> **Request 1**:
Summarize the essay on accepting help in two sentences.
> **Request 2**:
In the essay on accepting help, reproduce the text between "I am learning" and "humanity toward others.", inclusive.

This is an internal (and sometimes external) monologue that I experience fairly often – well, not always about washing feet, but you know what I mean.

Why bother someone else with my problems/troubles when I can handle it? I don’t want to put people through that. There is no need to burden others in that way.

Well, that method of thinking pretty much got me through 20+ years of life fairly unscathed. However, I think it also forced me to be distant at times. It also may have made some internal challenges even more difficult than they had to be.

Moving to South Africa was pretty much a crash course in “Accepting Help from Others: 101.” At the beginning of my time here, I tried to turn down help and various other offers as much as possible. If I didn’t have money with me, I wouldn’t eat with everyone else. If I was confused about something, I would just sit silently in that confusion until I figured it out myself (or just gave up and moved on). If I was feeling homesick, I wouldn’t tell anyone – rather, I probably just seemed really crabby for no reason.

Doesn’t sound too great, does it? Well, let me tell you this – it wasn’t. Not only was I hurting myself, but I was hurting my community by not allowing them to help in the ways that they wanted and I needed.

I am learning to be more like Simon Peter at the end of the story – the part where he allows Jesus to wash his feet and even asks to have his head and hands washed as well.

I have come to realize that the reliance on support from others is not a negative thing. South Africans actually have a word for this – Ubuntu. Ubuntu is a beautiful word and an even more beautiful idea, but it can be hard to explain. Here is my attempt:

Ubuntu is relying on your neighbors. Ubuntu is realizing that you who you are because of the people you are surrounded with. Ubuntu is accepting help and being prepared to give help when it is needed. Ubuntu is the basic humanity toward others.

Who knows, maybe ubuntu could also be described as accepting other people’s offers to wash your feet.

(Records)

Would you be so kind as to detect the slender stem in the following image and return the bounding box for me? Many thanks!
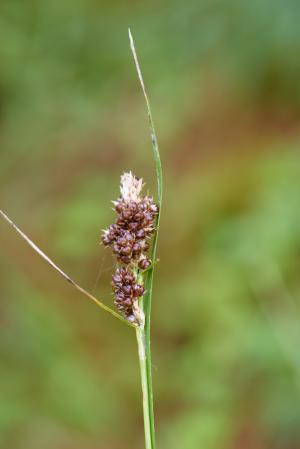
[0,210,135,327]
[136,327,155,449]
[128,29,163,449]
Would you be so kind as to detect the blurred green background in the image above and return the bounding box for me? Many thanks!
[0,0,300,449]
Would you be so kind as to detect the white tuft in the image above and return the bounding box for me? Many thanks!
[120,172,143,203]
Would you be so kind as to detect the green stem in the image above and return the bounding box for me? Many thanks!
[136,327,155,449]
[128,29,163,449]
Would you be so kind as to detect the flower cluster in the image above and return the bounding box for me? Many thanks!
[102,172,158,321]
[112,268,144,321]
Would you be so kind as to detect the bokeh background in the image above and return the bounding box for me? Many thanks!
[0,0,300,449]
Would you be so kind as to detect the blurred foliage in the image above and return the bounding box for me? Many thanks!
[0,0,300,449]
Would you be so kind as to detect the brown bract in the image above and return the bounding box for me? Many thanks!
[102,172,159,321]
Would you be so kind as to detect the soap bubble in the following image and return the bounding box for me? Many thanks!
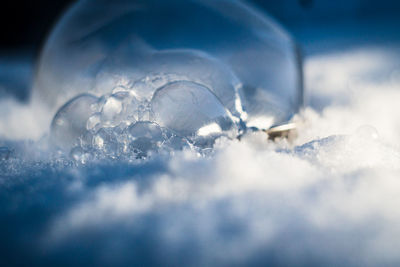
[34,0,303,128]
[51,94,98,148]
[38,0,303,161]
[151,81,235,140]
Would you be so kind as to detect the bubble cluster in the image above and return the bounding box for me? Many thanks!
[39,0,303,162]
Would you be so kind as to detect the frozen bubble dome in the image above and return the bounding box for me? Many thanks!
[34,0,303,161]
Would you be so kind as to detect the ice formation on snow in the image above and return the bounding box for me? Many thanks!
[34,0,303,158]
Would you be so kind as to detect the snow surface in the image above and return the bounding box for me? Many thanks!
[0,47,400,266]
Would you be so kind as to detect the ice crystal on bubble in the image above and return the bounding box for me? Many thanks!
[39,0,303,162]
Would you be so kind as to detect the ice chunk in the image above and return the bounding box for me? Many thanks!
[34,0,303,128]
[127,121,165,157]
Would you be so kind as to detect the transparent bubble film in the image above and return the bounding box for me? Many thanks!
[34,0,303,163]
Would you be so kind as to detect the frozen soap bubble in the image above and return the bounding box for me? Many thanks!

> **Exercise solution 1**:
The writer long avoided burdening others with personal troubles, a habit that carried the writer through 20+ years fairly unscathed but also made the writer distant at times, and after moving to South Africa the writer at first turned down help and kept confusion and homesickness private, hurting both self and community. The writer has come to see that relying on others is not negative, an idea South Africans call Ubuntu, which the writer describes as relying on neighbors, accepting and giving help, and basic humanity toward others.

> **Exercise solution 2**:
I am learning to be more like Simon Peter at the end of the story – the part where he allows Jesus to wash his feet and even asks to have his head and hands washed as well.

I have come to realize that the reliance on support from others is not a negative thing. South Africans actually have a word for this – Ubuntu. Ubuntu is a beautiful word and an even more beautiful idea, but it can be hard to explain. Here is my attempt:

Ubuntu is relying on your neighbors. Ubuntu is realizing that you who you are because of the people you are surrounded with. Ubuntu is accepting help and being prepared to give help when it is needed. Ubuntu is the basic humanity toward others.